• _What the task asks_
Copy the data again from the line containing "palm tree crown" up to and including the last line, requests and all, and shift each coordinate in the answers by adding 68 to it.

• _Task material_
☆ ☆ ☆ ☆ ☆ ☆ ☆

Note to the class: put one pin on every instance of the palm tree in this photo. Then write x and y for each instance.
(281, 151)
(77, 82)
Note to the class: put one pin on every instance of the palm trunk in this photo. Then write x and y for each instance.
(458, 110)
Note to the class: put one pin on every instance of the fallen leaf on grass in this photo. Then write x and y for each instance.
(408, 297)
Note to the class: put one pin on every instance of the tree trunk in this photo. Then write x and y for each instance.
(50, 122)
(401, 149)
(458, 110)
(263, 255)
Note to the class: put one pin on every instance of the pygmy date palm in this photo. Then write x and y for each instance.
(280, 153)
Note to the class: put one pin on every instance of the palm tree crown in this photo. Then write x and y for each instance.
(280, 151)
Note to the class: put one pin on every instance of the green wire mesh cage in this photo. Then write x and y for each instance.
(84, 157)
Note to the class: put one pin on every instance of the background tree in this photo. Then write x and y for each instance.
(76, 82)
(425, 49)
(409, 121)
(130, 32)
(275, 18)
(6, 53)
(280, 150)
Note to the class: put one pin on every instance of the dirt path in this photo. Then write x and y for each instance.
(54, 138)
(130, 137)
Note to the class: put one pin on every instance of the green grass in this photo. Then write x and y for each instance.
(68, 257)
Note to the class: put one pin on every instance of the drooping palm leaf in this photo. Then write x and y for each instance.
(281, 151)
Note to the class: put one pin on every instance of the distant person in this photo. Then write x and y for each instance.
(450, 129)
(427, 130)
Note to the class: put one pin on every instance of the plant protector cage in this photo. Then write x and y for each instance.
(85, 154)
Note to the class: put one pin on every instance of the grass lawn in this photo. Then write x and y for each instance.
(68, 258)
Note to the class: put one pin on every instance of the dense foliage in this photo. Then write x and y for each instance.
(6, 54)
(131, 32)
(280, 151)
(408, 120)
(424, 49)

☆ ☆ ☆ ☆ ☆ ☆ ☆

• _Result of the task_
Note to the class: put one pin on every instance of the palm tree crown in this photo. Then write x and y for each instance.
(348, 219)
Note to the class: put one pin on every instance of the green wire mesh cage in this photo. Then write x and y for each instance.
(152, 225)
Note to the class: put one pin on every instance of the background tree in this photo. Then write x and y for each instance.
(144, 150)
(493, 117)
(477, 189)
(198, 100)
(343, 86)
(74, 121)
(348, 218)
Note to the class: put one pin on every instance of the dirt path in this photo. Then write x and y for each instance.
(122, 206)
(198, 205)
Note to the class: put one pin on every instance of the green grass in this photo. Then write x and y for each instance.
(136, 325)
Note to the class: put one pin on every instance of the drooping palm leaf in this photo. Then write x and y for each instance.
(349, 219)
Note to the class: put one pin on every instance of the distant person in this photo. Then write x and y for each instance.
(518, 197)
(495, 198)
Note to the class: put one pin on every instance of the plant protector cage in this photo. Then write x and y for each instance.
(153, 222)
Note to the class: put one pin on every instance of the grass lawn in this photo. Then write x and y for each instance.
(136, 326)
Note to the class: put one pin on every instance of the dense foliage in this photo. Then write x and y for each instance.
(74, 122)
(199, 100)
(348, 219)
(476, 188)
(492, 117)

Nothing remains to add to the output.